__Trecho fornecido__:
§ §

Quando comecei a me vestir com roupa feminina
e sair à rua, a sensação mais forte que tive foi a da descoberta de que isso é
possível.Eu já sabia que ia me encantar, mas não sabia que era tão possível.
Não acredito que o
cartum editorial faça cabeças novas. Acho que ele age como reforçador de
posições já partilhadas por um determinado grupo.
Falando em grupo,
quando você saiu do Partidão?
Foi em 1984, na mesma
época em que saí da Oboré, que já era uma espécie de núcleo dissidente. Quando
os dirigentes do PCB voltaram do exílio deu-se aquele choque. A gente descobriu
que eles eram muito antigos (risos) e não estavam entendendo nada.
Hoje você tem simpatia
por algum partido?
Tenho simpatia por
várias pessoas. Acho que os partidos estão apanhando. Não estão conseguindo
acompanhar o pique do país. A dinâmica da sociedade brasileira mais uma vez
está deixando as estruturas partidárias para trás. Vejo disputa de espaço muito
intensa. Volta e meia a gente vê que os próprios trabalhadores estão entregues,
como no caso de Jirau (operários da construção da usina hidrelétrica de Jirau,
em Rondônia, lutam por melhores condições de trabalho). Não tinha sindicato
para defendê-los, não tinha imprensa para cobrir, não tinha nada.
Como está a relação da
mídia com o mundo do trabalho?
Tá uma vergonha. Existe uma tendência de despolitizar o
momento sindical, de transportar os assuntos para a área técnica. Vira tudo
caderno de economia.

§ §

(Registros de marcação da posição de objetos)
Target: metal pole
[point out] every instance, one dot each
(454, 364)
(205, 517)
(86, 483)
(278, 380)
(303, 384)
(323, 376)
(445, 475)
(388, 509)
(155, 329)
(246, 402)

§ §

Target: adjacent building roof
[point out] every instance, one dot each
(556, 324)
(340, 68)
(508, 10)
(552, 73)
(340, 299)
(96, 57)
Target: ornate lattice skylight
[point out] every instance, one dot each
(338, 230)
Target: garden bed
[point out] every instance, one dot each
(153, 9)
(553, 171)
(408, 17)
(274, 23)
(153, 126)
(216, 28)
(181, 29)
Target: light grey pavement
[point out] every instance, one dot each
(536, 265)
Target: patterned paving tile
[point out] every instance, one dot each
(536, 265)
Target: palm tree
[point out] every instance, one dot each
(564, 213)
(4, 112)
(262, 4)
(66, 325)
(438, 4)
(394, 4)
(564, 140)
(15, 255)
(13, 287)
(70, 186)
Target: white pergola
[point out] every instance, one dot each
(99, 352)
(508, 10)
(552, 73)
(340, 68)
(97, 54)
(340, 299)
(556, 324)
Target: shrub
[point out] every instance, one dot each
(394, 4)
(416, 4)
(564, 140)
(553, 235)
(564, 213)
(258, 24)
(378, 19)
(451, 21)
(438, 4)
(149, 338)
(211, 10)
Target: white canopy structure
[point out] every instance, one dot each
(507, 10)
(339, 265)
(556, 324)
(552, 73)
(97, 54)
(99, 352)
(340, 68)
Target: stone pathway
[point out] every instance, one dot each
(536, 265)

§ §

__Instruções do exercício__: Leve adiante a entrevista sobre cartum, política e imprensa, começando logo depois da última frase.

__A resposta__:
A imprensa precisa de
regulamentação?
Tem de ter algum tipo
de discussão, em que termos eu não sei. Boa parte das suspeitas e do pé atrás
da imprensa em relação a isso é justificada porque passamos por uma ditadura,
na qual, aliás, ela mesma teve papel vergonhoso. Mas a imprensa gosta de se
imaginar campeã de todas as liberdades, e não é bem assim. No Brasil, tem se
estruturado em torno de interesses particulares e de empresas. Acho que hoje nem a imprensa se
diz imparcial.
E o humor?
Eu ando muito cansado
do humor. Ele virou um certo problema. Passo o tempo inteiro questionando se o
que estou produzindo é humor. Como é que o humor consegue acompanhar um momento
de transgressão, de enfrentamento ideológico? O humor tem feito isso ou ele só
conseguia fazê-lo na época em que isso era evidente, quando existia uma
ditadura e uma oposição? E mesmo nessa época maniqueísta o humor falava com
quem? Às vezes acho que o humor brasileiro, apesar de rico e produtivo, se
distancia da vida da população. Várias vezes a gente constata a presença do
humorista não como um sujeito alinhado às ideias pioneiras, de transgressão, de
enfrentamento, mas às ideias feitas, ao preconceito.
Parece que você ainda
está construindo esse pensamento.
Hoje de manhã estava
pensando nisso. Quando o movimento gay mundial conseguiu finalmente traçar uma
política séria de garantia de direitos civis e expor a ideia de que gay é um
ser humano, vem o Millôr Fernandes e diz que homossexualidade é uma “questão de
furo íntimo”. É um trocadilho genial, como quase tudo que o Millôr fez, mas não
tem nada a ver com avanço, com solidificar uma visão humanista.
Então você deve
estranhar o tipo humor que se faz hoje.
Estranho, mas continuo
defendendo a liberdade de imprensa, de expressão. Sou contra a censura. Acho
que até o Proibidão (show de humor politicamente incorreto) deve ser possível.
Mas tem de ser discutido. Tem de estar ao alcance da crítica.
Num passado não muito
distante você também explorou o preconceito.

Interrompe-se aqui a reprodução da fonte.